■ SELECTED TEXT ■
"I suppose I think about love more than anyone really should. I am constantly amazed by its sheer power to alter and define our lives." -The Holiday
That line right there is probably one of the major reasons why The Holiday is my favorite movie. It is so true for me. I'm a hopeless romantic at heart and I'm constantly aware of how love (or the lack of it) shapes people and the world around them. Love can be perceived but not truly felt. It can be withheld. Love can be lost, and not always by both parties at once.
I've been in love for more than 2 years, and I in no way consider myself an expert on the subject. However, I do feel like I've learned a lot about love in the past 12 months. Have you heard about the
five love languages? They're the five main ways that we show and like to receive love: words of affirmation, touch, quality time, gifts, and acts of service. I've heard about these all my life pretty much thought everyone should know about them and focus on them. When JP and I first got married, we decided to take
the quiz, thinking that it would help us to know more about each other.

■ CHALLENGES ■
A - Edit the post on love from "I've been in" up to and including "about each other.", changing "quiz" to "test".
B - Resume the post on love after its last sentence and keep writing it.
The records are separate material, apart from the post on love.

[Rows of box annotation data]
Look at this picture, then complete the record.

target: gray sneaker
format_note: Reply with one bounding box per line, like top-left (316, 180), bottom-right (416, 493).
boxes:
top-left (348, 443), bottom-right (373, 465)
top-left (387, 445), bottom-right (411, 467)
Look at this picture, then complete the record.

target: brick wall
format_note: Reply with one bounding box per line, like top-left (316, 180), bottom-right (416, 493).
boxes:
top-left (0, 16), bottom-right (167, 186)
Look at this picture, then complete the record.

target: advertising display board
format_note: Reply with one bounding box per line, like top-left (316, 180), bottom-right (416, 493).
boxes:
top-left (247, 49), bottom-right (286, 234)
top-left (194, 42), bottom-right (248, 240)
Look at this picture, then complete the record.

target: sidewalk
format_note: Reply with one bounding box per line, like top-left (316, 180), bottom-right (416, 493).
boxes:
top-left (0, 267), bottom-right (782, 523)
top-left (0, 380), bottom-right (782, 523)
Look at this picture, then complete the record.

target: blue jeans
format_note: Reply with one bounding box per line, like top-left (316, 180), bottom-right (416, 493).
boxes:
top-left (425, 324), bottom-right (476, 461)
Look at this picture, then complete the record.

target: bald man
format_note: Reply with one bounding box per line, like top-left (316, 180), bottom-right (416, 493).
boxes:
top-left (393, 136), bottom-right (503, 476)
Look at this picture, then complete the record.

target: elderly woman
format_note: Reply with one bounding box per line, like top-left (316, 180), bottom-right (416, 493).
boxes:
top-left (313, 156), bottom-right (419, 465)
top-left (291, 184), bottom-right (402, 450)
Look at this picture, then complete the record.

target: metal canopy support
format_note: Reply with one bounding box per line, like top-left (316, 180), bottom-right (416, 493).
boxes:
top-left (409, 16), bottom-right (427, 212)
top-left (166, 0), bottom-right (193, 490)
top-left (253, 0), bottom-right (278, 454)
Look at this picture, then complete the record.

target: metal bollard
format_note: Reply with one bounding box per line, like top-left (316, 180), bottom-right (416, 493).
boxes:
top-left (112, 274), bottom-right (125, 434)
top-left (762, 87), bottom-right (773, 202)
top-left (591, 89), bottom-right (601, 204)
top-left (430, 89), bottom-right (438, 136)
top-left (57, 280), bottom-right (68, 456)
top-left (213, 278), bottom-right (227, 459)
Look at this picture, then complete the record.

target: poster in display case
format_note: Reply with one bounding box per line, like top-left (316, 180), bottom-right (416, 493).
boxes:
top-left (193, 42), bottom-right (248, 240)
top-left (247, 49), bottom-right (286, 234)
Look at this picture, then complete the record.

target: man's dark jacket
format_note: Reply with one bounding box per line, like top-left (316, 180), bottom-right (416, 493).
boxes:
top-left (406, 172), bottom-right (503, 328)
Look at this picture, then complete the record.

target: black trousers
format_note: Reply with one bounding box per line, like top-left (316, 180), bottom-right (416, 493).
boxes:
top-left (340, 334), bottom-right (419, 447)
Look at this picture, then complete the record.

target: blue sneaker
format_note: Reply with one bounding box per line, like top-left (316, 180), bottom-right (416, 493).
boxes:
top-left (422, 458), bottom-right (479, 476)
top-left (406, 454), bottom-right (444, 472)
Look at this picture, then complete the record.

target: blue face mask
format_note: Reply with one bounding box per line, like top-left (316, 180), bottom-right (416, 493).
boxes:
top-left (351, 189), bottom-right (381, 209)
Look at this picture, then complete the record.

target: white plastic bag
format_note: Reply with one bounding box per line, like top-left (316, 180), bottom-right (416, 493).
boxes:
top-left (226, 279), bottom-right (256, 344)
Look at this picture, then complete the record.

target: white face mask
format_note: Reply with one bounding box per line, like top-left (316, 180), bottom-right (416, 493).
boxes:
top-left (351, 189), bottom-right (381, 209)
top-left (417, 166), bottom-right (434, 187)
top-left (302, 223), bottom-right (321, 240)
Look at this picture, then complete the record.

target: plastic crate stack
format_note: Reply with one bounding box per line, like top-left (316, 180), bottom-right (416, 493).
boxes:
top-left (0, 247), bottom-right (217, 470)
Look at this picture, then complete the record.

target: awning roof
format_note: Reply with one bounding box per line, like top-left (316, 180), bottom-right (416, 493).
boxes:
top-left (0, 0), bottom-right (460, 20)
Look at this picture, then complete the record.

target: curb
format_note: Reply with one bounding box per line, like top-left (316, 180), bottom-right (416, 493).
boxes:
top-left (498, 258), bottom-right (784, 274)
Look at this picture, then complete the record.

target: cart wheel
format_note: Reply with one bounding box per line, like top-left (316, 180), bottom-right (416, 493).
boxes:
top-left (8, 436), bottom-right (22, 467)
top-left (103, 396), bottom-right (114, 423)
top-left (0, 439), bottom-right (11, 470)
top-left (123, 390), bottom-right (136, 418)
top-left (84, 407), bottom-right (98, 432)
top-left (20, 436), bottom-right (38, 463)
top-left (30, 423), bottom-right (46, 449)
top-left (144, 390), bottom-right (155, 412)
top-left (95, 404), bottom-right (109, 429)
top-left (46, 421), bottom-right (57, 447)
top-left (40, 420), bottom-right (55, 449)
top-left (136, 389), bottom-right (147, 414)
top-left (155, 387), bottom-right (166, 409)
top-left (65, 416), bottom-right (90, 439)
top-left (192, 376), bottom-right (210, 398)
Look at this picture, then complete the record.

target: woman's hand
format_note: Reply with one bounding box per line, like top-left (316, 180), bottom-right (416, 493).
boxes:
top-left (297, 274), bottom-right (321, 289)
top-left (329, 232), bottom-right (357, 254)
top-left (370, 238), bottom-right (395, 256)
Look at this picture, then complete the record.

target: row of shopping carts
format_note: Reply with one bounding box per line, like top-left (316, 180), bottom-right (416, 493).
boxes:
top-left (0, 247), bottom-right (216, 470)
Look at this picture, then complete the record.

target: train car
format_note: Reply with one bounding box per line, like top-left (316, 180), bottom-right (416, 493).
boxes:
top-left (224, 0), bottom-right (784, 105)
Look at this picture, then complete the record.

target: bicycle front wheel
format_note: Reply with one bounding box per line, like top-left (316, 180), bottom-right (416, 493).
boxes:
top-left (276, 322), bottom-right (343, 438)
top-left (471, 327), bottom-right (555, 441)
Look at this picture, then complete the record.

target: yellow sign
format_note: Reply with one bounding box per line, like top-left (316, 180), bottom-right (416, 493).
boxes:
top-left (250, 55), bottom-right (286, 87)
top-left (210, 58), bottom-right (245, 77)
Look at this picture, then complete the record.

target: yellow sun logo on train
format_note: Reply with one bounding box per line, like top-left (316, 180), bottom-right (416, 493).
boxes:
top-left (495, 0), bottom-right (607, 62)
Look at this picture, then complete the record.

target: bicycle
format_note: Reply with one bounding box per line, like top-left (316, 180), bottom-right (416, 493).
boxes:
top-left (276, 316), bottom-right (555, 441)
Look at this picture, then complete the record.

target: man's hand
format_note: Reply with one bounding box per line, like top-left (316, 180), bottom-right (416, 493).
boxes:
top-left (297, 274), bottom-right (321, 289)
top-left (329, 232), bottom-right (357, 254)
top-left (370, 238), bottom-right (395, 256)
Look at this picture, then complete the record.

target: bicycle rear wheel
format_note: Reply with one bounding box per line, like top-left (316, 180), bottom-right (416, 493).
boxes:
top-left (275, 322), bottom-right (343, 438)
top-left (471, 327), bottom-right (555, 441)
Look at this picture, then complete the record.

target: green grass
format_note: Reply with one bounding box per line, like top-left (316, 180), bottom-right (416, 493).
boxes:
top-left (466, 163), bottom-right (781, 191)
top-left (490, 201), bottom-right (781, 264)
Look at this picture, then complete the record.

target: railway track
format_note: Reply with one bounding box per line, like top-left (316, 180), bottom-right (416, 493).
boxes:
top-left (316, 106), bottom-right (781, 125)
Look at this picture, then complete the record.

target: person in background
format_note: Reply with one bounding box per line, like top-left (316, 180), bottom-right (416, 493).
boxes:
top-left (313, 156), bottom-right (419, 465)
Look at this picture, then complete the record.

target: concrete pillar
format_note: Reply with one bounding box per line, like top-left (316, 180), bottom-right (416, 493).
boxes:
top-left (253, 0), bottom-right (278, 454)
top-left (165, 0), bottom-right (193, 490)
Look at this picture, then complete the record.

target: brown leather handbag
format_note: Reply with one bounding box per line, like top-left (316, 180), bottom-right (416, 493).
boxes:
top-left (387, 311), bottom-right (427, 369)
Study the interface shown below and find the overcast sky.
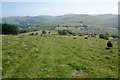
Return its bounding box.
[0,0,119,17]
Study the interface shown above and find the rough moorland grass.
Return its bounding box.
[2,35,118,78]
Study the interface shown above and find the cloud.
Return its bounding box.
[1,0,119,3]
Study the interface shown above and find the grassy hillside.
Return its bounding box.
[2,35,118,78]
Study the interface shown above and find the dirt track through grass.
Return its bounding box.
[3,36,118,78]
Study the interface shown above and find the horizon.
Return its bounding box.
[0,0,118,17]
[2,13,118,18]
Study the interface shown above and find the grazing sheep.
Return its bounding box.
[84,37,88,39]
[73,37,77,39]
[107,41,113,48]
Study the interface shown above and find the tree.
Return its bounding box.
[2,23,20,35]
[42,30,47,34]
[99,34,109,40]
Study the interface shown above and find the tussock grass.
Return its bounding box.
[2,35,118,78]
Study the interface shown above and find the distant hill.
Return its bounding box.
[2,14,118,29]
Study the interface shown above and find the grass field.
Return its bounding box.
[2,35,118,78]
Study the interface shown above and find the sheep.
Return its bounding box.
[73,37,77,39]
[84,37,88,39]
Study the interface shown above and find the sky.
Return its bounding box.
[0,0,119,17]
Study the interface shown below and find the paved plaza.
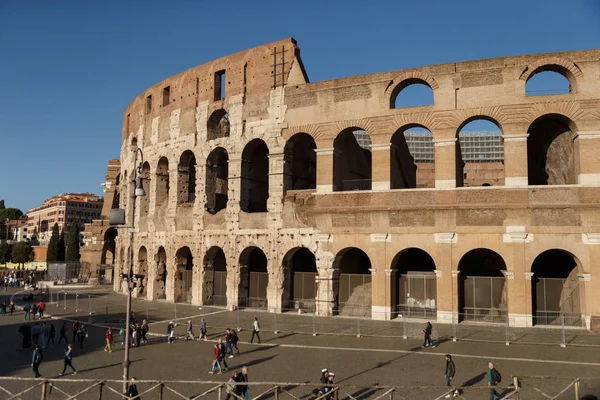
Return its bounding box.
[0,290,600,399]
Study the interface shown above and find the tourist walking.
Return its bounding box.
[421,321,435,348]
[31,344,44,378]
[185,320,196,340]
[198,318,206,340]
[60,344,77,375]
[250,317,262,344]
[46,324,56,346]
[225,371,238,400]
[487,363,502,400]
[444,354,458,398]
[167,321,175,344]
[23,303,31,321]
[104,327,112,353]
[218,338,229,371]
[127,376,141,399]
[208,343,223,374]
[58,321,69,344]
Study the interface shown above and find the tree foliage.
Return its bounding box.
[46,224,60,263]
[0,242,12,264]
[11,242,35,264]
[65,223,80,262]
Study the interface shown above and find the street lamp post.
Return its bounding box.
[122,145,146,393]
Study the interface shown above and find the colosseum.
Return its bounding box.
[88,38,600,328]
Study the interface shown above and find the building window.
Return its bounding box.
[215,70,226,100]
[146,94,152,115]
[163,86,171,107]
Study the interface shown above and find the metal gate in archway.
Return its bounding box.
[396,272,437,319]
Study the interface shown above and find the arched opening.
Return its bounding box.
[531,249,582,326]
[177,150,196,204]
[238,247,269,308]
[206,109,230,140]
[282,247,317,312]
[202,246,227,306]
[111,174,121,210]
[283,132,317,190]
[175,246,194,303]
[390,79,433,108]
[392,247,437,319]
[390,125,435,189]
[153,246,167,299]
[333,247,371,317]
[204,147,229,214]
[333,128,372,192]
[100,228,119,265]
[456,116,504,187]
[134,246,148,297]
[240,139,269,212]
[156,157,169,208]
[138,162,150,218]
[525,69,572,96]
[527,114,577,185]
[458,249,508,323]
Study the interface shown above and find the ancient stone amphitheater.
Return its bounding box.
[85,39,600,327]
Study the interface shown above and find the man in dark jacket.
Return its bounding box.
[127,376,141,399]
[444,354,458,398]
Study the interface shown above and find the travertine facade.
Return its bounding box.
[105,39,600,326]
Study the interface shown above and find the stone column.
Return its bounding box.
[502,133,529,187]
[433,138,457,189]
[315,148,341,193]
[574,131,600,185]
[371,143,391,190]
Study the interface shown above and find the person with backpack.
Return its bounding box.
[31,344,44,378]
[58,321,69,344]
[60,344,77,375]
[487,362,502,400]
[444,354,458,399]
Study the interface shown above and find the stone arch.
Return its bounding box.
[282,247,318,311]
[152,246,168,299]
[455,114,504,187]
[333,127,373,192]
[458,248,508,323]
[333,247,372,317]
[100,228,117,265]
[527,114,577,185]
[174,246,194,303]
[206,108,230,140]
[519,56,583,93]
[531,249,583,326]
[240,139,269,213]
[202,246,227,306]
[238,246,269,308]
[390,124,435,189]
[283,132,317,190]
[391,247,437,319]
[134,246,148,297]
[177,150,196,204]
[204,147,229,214]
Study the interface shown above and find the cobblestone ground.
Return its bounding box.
[0,290,600,400]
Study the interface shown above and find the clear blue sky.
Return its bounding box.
[0,0,600,211]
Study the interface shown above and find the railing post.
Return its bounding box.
[40,381,48,400]
[560,315,567,347]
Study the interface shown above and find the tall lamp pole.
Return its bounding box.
[122,144,146,393]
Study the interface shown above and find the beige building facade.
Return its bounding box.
[108,39,600,327]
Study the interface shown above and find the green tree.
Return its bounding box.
[46,224,60,263]
[65,222,80,262]
[0,242,12,264]
[58,230,65,262]
[11,242,35,265]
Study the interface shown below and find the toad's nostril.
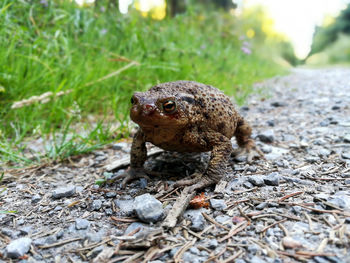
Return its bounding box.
[143,104,156,115]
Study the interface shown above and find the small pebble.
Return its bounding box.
[75,218,90,230]
[257,130,275,143]
[209,198,227,211]
[134,193,164,223]
[91,200,102,211]
[248,176,265,186]
[6,237,32,259]
[52,185,75,199]
[264,172,280,186]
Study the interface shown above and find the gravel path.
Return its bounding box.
[0,69,350,263]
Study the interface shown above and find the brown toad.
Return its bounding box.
[118,81,262,190]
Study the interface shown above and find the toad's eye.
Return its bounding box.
[163,100,176,113]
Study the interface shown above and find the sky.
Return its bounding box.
[112,0,350,58]
[238,0,350,58]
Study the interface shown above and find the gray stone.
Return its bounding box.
[314,256,329,263]
[91,199,102,211]
[134,194,164,223]
[19,226,33,235]
[52,185,76,199]
[249,256,266,263]
[209,198,227,211]
[6,237,32,258]
[89,245,104,258]
[207,239,219,249]
[105,191,117,198]
[182,252,203,263]
[0,227,18,238]
[243,181,254,189]
[255,202,268,210]
[112,142,129,150]
[105,208,113,216]
[75,218,90,230]
[189,247,201,255]
[318,148,331,157]
[32,194,41,204]
[247,244,260,255]
[343,133,350,143]
[270,101,288,107]
[264,172,280,186]
[341,152,350,159]
[327,195,350,209]
[184,209,205,232]
[215,215,232,225]
[266,120,275,127]
[248,175,265,186]
[257,130,275,143]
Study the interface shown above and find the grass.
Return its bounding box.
[0,0,288,167]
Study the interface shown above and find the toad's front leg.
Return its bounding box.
[112,129,148,188]
[174,131,232,191]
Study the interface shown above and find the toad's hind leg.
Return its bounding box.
[232,119,264,162]
[174,131,232,191]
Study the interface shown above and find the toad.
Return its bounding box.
[115,81,262,190]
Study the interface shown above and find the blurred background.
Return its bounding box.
[0,0,350,163]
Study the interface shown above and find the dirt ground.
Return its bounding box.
[0,68,350,263]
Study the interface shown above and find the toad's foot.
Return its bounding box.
[108,167,149,188]
[231,144,265,163]
[173,173,217,192]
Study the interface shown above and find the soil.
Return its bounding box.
[0,68,350,263]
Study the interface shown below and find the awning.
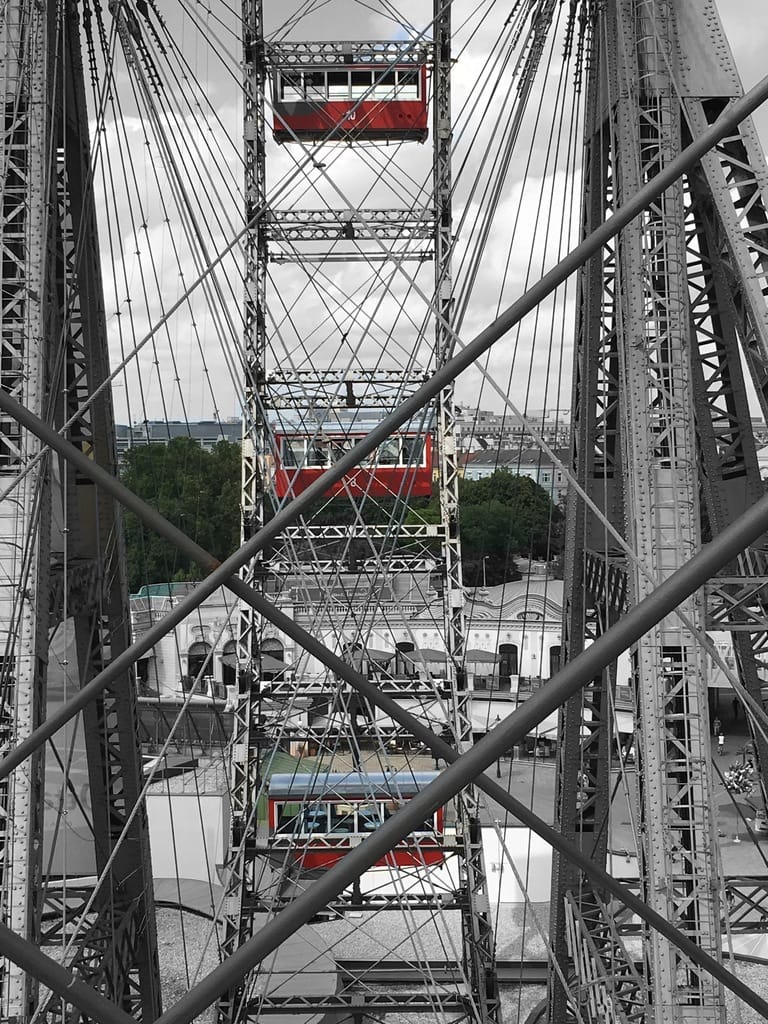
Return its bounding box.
[415,647,447,665]
[464,649,499,665]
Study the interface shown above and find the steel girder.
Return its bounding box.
[553,0,765,1021]
[0,2,160,1021]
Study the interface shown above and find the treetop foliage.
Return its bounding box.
[121,446,562,592]
[120,437,241,592]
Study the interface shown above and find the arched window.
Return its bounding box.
[261,637,286,680]
[186,640,213,693]
[394,640,416,679]
[549,643,562,676]
[221,640,238,686]
[499,643,518,684]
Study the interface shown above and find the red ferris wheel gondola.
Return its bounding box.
[272,58,429,142]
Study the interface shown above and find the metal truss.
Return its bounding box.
[565,890,648,1024]
[551,0,768,1022]
[266,208,435,241]
[218,0,267,1024]
[243,984,472,1021]
[264,368,434,409]
[221,2,498,1021]
[0,2,160,1021]
[264,39,431,68]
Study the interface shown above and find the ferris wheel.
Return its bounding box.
[7,0,768,1022]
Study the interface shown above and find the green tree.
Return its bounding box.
[121,437,241,591]
[407,469,562,587]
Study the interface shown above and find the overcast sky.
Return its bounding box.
[101,0,768,422]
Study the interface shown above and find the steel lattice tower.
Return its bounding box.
[0,0,160,1021]
[222,2,498,1020]
[550,0,768,1024]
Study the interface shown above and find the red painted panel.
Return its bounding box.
[273,99,429,142]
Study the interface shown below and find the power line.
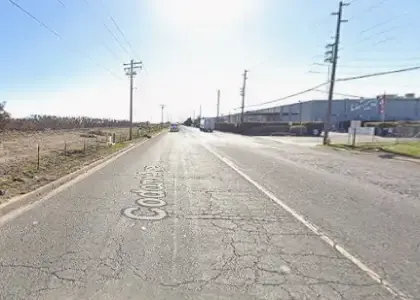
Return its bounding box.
[84,0,130,56]
[235,81,329,109]
[57,0,67,8]
[314,90,365,99]
[99,0,139,58]
[9,0,122,80]
[9,0,63,39]
[335,66,420,82]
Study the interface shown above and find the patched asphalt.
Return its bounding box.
[0,128,414,300]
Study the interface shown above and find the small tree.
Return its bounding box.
[0,102,10,129]
[184,118,192,126]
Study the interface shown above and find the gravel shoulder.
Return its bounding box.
[203,134,420,295]
[0,131,395,300]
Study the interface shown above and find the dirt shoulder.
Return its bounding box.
[329,142,420,159]
[0,128,160,204]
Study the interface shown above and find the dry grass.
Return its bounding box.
[0,128,159,203]
[330,141,420,158]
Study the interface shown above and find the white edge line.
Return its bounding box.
[203,143,414,300]
[0,131,164,227]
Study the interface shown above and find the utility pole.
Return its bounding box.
[241,70,248,124]
[160,104,165,127]
[124,60,143,141]
[323,1,349,145]
[216,90,220,121]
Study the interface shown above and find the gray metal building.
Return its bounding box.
[223,94,420,126]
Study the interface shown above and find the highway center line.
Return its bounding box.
[202,143,414,300]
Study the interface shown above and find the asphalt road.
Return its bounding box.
[0,128,420,300]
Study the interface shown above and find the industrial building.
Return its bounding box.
[221,94,420,128]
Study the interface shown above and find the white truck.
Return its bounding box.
[200,118,214,132]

■ THE RESULTS ■
A -
I've been in love for more than 2 years, and I in no way consider myself an expert on the subject. However, I do feel like I've learned a lot about love in the past 12 months. Have you heard about the
five love languages? They're the five main ways that we show and like to receive love: words of affirmation, touch, quality time, gifts, and acts of service. I've heard about these all my life pretty much thought everyone should know about them and focus on them. When JP and I first got married, we decided to take
the test, thinking that it would help us to know more about each other.

B -
It was fun to do and the results were interesting, but not long after that day I realized something. The way that I want to be loved most varies day to day. The result I got that first day was not the same result I would have gotten a week later. It became pretty clear to me that even though these love languages are interesting to learn about and to be aware of, they are not the be-all and end-all of loving relationships. The key is balance. Don't discover your spouse loves acts of service, then proceed to lose focus on encouraging them or spending quality time with them. By the same token, don't be upset when your spouse doesn't show you love using only the option you scored most on - you have to look at what else they're doing to show their love to you instead of focusing on the one way you've decided to expect.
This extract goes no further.